Written exercise: Rewrite every item line from the one containing "I bet you can't find the ladder" down through the last item, changing "bounding box" to "bounding rectangle" and leaving everything else as it stands. Return only those lines.

Data:
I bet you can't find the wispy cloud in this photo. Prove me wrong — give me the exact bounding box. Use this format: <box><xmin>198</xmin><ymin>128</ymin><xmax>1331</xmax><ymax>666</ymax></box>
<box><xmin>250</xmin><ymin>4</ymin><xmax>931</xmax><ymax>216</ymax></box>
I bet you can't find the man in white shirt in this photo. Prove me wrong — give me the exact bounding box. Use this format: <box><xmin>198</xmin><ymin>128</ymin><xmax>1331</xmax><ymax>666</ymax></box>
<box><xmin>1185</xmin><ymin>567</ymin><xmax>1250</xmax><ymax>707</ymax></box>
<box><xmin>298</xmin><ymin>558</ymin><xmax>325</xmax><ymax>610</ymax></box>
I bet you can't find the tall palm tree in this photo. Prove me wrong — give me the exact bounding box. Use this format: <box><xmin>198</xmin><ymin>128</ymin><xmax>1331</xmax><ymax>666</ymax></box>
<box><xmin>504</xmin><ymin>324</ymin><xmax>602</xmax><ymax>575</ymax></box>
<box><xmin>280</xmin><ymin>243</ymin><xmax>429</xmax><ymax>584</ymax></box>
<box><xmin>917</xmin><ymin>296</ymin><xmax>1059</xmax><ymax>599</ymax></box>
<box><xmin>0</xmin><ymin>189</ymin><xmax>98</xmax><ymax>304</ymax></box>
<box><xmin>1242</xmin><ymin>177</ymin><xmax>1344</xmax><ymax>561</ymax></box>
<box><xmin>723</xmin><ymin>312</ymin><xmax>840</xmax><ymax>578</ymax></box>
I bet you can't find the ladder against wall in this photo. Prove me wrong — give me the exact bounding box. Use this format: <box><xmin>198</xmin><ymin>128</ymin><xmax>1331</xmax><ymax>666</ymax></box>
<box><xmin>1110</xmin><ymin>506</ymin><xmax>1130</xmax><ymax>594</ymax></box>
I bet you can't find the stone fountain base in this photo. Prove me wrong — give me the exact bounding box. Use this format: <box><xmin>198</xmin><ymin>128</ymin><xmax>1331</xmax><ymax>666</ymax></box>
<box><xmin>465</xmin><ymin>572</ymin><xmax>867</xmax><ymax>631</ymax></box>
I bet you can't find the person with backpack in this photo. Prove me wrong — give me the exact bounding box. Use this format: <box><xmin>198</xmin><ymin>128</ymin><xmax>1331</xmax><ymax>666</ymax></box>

Exercise solution:
I bet you can't find the ladder against wall in this photo. Prove me wrong — give me the exact bounding rectangle. Use this format: <box><xmin>198</xmin><ymin>128</ymin><xmax>1331</xmax><ymax>666</ymax></box>
<box><xmin>1110</xmin><ymin>506</ymin><xmax>1130</xmax><ymax>594</ymax></box>
I bet you can't find the stone fountain base in this photo. Prove me wrong — give me the exact bounding rectangle. Use this format: <box><xmin>198</xmin><ymin>128</ymin><xmax>1331</xmax><ymax>666</ymax></box>
<box><xmin>465</xmin><ymin>572</ymin><xmax>867</xmax><ymax>631</ymax></box>
I bet you can't find the person with backpack in this photo. Prove me wrong — give me the exact bounding rectangle. Use this format: <box><xmin>198</xmin><ymin>128</ymin><xmax>1331</xmax><ymax>666</ymax></box>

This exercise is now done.